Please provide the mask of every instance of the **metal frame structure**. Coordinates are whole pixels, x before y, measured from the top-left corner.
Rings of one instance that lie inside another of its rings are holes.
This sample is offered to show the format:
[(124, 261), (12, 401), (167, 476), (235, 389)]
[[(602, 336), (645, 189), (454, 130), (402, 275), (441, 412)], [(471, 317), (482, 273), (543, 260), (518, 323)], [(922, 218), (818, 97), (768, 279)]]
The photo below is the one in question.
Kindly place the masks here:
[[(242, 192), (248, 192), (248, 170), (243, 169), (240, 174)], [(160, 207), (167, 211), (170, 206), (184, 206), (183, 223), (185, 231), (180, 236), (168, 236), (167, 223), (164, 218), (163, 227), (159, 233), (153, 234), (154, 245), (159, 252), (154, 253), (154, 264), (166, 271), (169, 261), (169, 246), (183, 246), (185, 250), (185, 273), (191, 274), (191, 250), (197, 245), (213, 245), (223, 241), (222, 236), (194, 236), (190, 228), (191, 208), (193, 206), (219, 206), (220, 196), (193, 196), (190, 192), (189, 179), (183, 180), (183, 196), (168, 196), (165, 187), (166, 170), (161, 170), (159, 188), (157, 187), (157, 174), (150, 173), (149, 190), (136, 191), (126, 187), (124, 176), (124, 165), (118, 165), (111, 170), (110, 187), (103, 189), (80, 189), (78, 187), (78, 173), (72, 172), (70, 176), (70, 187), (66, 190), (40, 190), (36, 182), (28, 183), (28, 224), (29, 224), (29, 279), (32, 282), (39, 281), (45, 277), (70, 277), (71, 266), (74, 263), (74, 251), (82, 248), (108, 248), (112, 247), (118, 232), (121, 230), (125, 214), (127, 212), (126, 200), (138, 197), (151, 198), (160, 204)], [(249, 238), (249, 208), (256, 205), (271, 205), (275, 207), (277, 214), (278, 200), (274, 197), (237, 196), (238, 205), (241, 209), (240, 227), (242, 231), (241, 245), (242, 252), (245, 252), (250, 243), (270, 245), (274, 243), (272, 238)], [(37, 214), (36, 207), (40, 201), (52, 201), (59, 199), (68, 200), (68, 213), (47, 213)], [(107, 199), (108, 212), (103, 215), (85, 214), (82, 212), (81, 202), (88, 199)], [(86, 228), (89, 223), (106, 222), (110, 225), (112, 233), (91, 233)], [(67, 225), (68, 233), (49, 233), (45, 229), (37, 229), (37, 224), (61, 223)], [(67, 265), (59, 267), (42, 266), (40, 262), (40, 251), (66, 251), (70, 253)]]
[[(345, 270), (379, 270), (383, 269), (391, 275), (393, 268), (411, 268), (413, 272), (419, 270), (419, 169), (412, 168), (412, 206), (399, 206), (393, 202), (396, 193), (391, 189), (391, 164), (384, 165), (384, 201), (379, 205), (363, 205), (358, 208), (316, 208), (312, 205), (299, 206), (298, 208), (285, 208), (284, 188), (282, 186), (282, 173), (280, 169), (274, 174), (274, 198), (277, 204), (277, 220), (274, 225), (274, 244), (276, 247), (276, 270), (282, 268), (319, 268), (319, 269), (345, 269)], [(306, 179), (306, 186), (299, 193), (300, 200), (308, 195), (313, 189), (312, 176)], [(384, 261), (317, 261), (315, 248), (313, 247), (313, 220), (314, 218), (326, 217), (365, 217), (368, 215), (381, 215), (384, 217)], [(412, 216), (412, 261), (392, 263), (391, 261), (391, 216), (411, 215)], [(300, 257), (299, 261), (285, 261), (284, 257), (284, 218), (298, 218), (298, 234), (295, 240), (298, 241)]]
━━━━━━━━━━━━━━━━
• _Aim of the task_
List every line from the entries above in which "instance" appears.

• _Reply to the exercise_
Please provide the mask of every instance of the **metal frame structure**. Coordinates are whole pixels, x before y, measured from the top-left corner.
Rings of one instance that lie inside another of its rings are holes.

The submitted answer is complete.